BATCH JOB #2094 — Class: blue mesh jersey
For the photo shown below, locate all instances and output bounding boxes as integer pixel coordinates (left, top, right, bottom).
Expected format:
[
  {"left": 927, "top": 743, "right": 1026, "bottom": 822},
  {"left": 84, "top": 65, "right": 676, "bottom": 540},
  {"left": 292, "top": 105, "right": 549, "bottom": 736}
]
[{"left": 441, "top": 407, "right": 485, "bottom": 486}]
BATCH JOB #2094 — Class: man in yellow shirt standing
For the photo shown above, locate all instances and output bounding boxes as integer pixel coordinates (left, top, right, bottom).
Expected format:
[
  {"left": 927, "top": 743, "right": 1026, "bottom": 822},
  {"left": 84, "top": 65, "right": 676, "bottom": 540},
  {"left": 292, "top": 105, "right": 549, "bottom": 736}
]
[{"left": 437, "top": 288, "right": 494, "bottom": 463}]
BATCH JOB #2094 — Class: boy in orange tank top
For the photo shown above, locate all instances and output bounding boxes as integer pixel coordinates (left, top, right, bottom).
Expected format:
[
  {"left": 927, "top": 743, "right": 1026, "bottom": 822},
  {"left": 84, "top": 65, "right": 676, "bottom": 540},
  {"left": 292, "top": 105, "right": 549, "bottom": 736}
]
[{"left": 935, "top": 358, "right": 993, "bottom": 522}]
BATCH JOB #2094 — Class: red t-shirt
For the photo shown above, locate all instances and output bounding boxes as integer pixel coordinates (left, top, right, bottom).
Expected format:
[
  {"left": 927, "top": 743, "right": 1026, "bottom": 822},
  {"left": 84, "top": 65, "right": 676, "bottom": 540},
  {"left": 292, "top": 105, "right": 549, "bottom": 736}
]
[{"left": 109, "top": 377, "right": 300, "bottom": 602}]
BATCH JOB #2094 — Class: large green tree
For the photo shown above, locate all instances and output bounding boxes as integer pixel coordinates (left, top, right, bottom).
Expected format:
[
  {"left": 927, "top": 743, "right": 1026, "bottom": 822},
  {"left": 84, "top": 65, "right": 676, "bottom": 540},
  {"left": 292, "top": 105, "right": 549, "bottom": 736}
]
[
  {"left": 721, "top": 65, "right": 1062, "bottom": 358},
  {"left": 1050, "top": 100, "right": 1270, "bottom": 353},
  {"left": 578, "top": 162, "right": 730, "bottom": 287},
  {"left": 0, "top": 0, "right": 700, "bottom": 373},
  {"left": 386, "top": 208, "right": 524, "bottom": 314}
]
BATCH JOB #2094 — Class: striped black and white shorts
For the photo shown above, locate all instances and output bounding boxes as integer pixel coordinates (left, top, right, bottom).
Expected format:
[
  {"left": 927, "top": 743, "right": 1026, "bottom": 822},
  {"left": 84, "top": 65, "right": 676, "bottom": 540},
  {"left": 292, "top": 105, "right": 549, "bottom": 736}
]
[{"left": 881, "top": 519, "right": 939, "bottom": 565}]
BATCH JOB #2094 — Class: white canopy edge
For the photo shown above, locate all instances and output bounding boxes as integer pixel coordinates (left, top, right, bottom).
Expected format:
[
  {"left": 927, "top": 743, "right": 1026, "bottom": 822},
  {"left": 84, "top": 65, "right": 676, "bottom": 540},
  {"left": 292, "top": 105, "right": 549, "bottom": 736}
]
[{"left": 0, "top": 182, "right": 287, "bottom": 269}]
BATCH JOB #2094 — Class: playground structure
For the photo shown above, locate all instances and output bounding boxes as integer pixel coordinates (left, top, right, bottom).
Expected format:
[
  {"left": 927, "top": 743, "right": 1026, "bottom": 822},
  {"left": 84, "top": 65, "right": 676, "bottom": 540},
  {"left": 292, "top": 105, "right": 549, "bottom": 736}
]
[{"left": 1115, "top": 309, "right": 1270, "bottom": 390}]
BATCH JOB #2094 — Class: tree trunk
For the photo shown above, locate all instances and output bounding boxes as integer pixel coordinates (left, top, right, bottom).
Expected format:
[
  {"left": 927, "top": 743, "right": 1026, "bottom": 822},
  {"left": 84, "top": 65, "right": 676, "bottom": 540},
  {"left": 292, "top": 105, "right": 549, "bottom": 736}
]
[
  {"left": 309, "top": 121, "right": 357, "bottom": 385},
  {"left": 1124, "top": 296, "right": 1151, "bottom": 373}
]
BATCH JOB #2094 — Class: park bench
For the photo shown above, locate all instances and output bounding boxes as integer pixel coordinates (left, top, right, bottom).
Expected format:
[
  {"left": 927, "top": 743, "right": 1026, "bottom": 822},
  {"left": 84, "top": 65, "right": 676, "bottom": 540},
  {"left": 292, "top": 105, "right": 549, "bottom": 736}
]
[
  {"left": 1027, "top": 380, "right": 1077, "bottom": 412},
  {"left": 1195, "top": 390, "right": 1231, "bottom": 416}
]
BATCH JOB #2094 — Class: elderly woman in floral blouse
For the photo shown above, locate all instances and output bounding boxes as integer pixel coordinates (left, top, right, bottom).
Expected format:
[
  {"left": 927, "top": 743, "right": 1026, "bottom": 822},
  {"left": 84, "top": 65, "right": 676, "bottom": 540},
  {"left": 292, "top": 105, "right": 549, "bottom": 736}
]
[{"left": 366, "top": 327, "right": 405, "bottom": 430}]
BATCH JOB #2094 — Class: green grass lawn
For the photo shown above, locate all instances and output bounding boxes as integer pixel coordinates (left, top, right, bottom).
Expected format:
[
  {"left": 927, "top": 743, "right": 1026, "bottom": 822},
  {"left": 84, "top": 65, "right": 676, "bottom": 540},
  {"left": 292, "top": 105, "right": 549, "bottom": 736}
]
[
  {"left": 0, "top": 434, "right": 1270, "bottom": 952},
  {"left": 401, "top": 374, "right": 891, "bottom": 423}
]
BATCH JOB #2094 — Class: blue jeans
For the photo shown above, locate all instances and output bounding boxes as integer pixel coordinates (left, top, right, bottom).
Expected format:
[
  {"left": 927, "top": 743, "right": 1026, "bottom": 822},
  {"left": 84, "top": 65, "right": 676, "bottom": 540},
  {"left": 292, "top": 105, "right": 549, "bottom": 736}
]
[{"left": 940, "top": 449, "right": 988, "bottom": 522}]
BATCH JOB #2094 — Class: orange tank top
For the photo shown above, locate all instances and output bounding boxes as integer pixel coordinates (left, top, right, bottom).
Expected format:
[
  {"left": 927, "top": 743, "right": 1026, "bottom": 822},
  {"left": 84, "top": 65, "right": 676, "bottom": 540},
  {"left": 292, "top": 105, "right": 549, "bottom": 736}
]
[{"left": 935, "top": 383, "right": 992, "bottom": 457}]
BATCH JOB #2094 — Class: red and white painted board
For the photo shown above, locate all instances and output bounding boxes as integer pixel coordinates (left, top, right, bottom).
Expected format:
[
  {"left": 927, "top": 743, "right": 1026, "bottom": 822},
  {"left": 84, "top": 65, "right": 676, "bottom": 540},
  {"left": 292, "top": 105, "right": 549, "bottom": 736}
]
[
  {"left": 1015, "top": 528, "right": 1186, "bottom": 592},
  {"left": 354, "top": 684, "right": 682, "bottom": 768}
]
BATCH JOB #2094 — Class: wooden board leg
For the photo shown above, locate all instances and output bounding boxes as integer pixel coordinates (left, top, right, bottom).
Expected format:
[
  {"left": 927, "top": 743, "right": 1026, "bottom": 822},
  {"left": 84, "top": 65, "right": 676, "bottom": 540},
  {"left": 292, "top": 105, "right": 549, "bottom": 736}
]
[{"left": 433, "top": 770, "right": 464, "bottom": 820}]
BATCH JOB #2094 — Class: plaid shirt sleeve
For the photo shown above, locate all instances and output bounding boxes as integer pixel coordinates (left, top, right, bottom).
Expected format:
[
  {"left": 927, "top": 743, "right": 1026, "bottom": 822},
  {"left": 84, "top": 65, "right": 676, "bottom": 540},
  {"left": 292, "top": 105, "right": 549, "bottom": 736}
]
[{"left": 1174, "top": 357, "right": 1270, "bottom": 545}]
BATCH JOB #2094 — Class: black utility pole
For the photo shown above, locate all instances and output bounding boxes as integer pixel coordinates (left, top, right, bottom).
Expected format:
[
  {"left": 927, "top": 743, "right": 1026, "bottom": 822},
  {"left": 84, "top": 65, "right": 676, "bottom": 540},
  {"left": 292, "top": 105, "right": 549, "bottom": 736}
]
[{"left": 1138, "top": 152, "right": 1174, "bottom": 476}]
=====
■ **TASK OBJECTIVE**:
Quote exactly what appears from the line containing "BATCH JOB #2094 — Class: plaid shirt sleeve" through the final line of the listing above, including both of those lines.

■ **IN RESPONSE**:
BATCH JOB #2094 — Class: plaid shirt sleeve
For the photo shown above, locate all instances and output bounding boxes as integer pixel coordinates (left, top, right, bottom).
Expected format:
[
  {"left": 927, "top": 743, "right": 1026, "bottom": 822},
  {"left": 84, "top": 65, "right": 676, "bottom": 540},
  {"left": 292, "top": 105, "right": 549, "bottom": 736}
]
[{"left": 1174, "top": 357, "right": 1270, "bottom": 545}]
BATCH JOB #2094 — Class: black utility pole
For the photo shown above, locate all instances and output bounding boxes as integer pixel coordinates (left, top, right, bottom).
Expected format:
[
  {"left": 927, "top": 743, "right": 1026, "bottom": 822},
  {"left": 84, "top": 65, "right": 676, "bottom": 540},
  {"left": 292, "top": 105, "right": 549, "bottom": 736}
]
[{"left": 1138, "top": 152, "right": 1174, "bottom": 476}]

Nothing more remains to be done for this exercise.